JOB: What follows is a set of records; restate each one word for word and drop the pictures.
- - -
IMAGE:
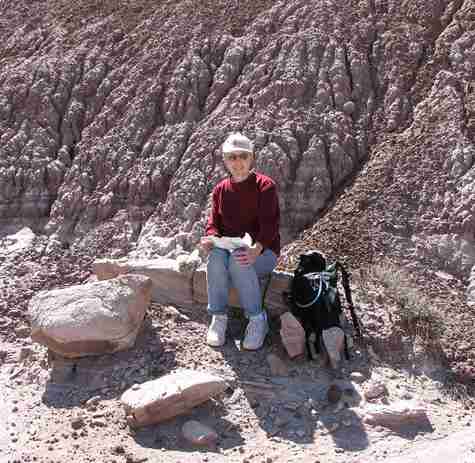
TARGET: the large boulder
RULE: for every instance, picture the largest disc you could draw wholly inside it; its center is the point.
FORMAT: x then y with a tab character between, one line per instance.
179	282
171	395
91	319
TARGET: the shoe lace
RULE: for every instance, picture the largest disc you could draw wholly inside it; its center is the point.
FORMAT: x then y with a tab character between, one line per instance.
253	329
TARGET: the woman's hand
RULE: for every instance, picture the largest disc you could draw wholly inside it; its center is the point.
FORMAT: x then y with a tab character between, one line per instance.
206	244
247	256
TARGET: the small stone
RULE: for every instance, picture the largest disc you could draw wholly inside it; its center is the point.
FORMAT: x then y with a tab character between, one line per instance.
357	377
333	427
334	394
375	391
277	366
118	450
22	331
199	434
77	423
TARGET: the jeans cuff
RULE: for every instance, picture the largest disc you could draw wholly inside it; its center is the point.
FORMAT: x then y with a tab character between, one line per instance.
217	311
260	316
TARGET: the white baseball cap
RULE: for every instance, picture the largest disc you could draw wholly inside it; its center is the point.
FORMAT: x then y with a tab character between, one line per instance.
237	142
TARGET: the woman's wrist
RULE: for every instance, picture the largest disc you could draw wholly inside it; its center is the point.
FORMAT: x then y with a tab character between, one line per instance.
258	247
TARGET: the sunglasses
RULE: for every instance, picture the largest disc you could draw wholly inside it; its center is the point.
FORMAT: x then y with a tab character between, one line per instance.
236	156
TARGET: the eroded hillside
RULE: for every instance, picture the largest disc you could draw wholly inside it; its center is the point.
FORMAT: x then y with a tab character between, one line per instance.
115	115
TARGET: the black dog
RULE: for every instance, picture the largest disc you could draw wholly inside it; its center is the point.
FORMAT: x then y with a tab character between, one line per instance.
314	299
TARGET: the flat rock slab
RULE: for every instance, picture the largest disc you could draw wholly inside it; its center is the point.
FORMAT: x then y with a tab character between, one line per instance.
91	319
395	415
187	289
170	286
169	396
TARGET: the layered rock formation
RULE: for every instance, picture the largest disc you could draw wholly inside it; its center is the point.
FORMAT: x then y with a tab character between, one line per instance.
114	115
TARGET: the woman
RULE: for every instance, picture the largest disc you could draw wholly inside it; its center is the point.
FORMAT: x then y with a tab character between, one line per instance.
245	202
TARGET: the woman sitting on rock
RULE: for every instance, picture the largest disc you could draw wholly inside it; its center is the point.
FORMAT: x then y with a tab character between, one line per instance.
245	202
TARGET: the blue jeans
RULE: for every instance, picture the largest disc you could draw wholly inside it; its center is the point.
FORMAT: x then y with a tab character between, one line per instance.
223	271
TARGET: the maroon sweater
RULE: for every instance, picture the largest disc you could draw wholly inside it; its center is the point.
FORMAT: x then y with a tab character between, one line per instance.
250	206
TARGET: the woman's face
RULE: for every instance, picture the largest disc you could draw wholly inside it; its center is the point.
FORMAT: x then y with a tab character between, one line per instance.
- - -
TASK ANSWER:
IMAGE:
TARGET: the large boulder
RULE: for every instance, picture the largest disc you could draw wholly inside it; its center is the point.
FORMAT: x then y with a tab character between, one line per instance.
179	282
171	395
91	319
TARGET: the shoe lace
RULE: for every instance, picture the largest disc you could draw wholly inside it; its center is the point.
FORMAT: x then y with a tab character between, one line per instance.
253	329
TARGET: the woman's hand
RULE: for every instance, picture the largest disc you could draw wholly inside it; its center is the point.
FORMAT: x then y with a tab character between, one line per instance.
206	244
247	256
TARGET: the small stone
RULE: for every instance, picture the largest disc you could draw wholly inside it; its center is the point.
FORMAT: x then y with a tab character between, one line per instance.
357	377
333	427
334	394
375	391
277	366
118	450
22	331
199	434
77	423
TARGET: the jeans cuff
RULE: for every instance, picture the largest disc you could draw wholly inside it; its center is the point.
FORMAT: x then y with a tab character between, one line per instance.
217	311
260	316
TARGET: the white baseball cap
RULE: for every instance, picture the largest disc you could draw wholly inside it; its center is the point.
FORMAT: x then y with a tab character between, one line per instance.
237	142
TARGET: the woman's wrist
RULE: for every instance, picture the largest disc you could draw wholly inside it; its center is the point.
FORMAT: x then y with a tab character between, one line per instance.
258	247
TARGET: the sunglasses
RULE: for every instance, picture the largest disc you could draw wholly inside it; its center is the point.
FORMAT: x then y with a tab character between, one line per instance.
236	156
TARGET: the eroded hillside
RULE: for every instance, picture the largest disc you could draw wholly inside it; its center is the point.
FORMAT: x then y with a tab character between, one line per instance.
115	115
TARGET: the black dog
RULE: for every instance, picture the largest disc you could draw wholly inside it; its center is the point.
FORMAT: x then y with a tab character between, one line per instance.
314	299
TARGET: the flat rock slab
RULE: for every instance, picture the largest disc you could draw wholly inside it; its center is the point.
FORMAT: x then y with a tab character between, one line per instance.
91	319
395	415
187	289
170	286
169	396
TARGET: the layered rock formation
RULE: for every instance, picture the largest disc you could draw wholly inside it; its center is the point.
FORMAT: x then y with a tab character between, one line per instance.
114	115
TARGET: the woman
RULE: for every instance, picture the largest disc you could draw wholly inside it; its center is the point.
FORMAT: x then y with a tab character between, one line per instance.
245	202
TARGET: the woman sitting on rock
RULE: for every instance, picture the largest disc you could draw wholly inside it; its center is the point.
FORMAT: x then y with a tab character between, one line per instance.
245	202
TARGET: the blue jeans
RULE: for every instance, picture the largest disc you could draw wholly inside it; its center is the point.
FORMAT: x then y with a tab character between, one line per instance.
223	271
TARGET: the maroon sweater
RULE: for every instance, picture the largest disc you could draw wholly inside it; its center is the point.
FORMAT: x then y with a tab character between, one line per instance.
250	206
TARGET: the woman's face
RULE: for every instance, picture the largest disc you could draw wholly inside it; its center is the point.
FORMAT: x then y with a tab character between, one line per instance.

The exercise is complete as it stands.